Stored dataset rows:
^^^^^^^^

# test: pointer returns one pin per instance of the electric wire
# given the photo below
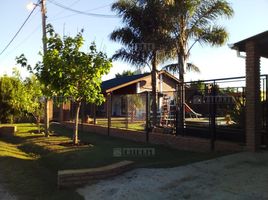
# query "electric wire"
(82, 12)
(16, 34)
(67, 16)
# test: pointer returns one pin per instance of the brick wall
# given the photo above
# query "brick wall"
(177, 142)
(77, 177)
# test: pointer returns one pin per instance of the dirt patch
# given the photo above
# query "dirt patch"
(241, 176)
(80, 144)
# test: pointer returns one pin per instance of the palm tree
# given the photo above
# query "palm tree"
(192, 22)
(143, 36)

^^^^^^^^

TASK TO CARRY OUT = Rewrite all of the rows above, keeping every request line, and shift each coordinate in the answers by -98. Leave the pictures out.

TASK RESULT =
# test: pointer returns one pin per instance of the electric wire
# given the photo below
# query "electric wire"
(-16, -86)
(-82, -64)
(-31, -82)
# test: pointer returns one pin per instance of the brick wall
# given the photo above
# query "brick wall"
(79, 44)
(-21, 79)
# test: pointer returns one pin per instance of the dirt patch
# given the photo above
# query "dirt patch"
(143, 78)
(-18, 46)
# test: pointer returns one pin per instance of the palm tree
# given the photo above
# query "palm tree"
(94, -76)
(45, -62)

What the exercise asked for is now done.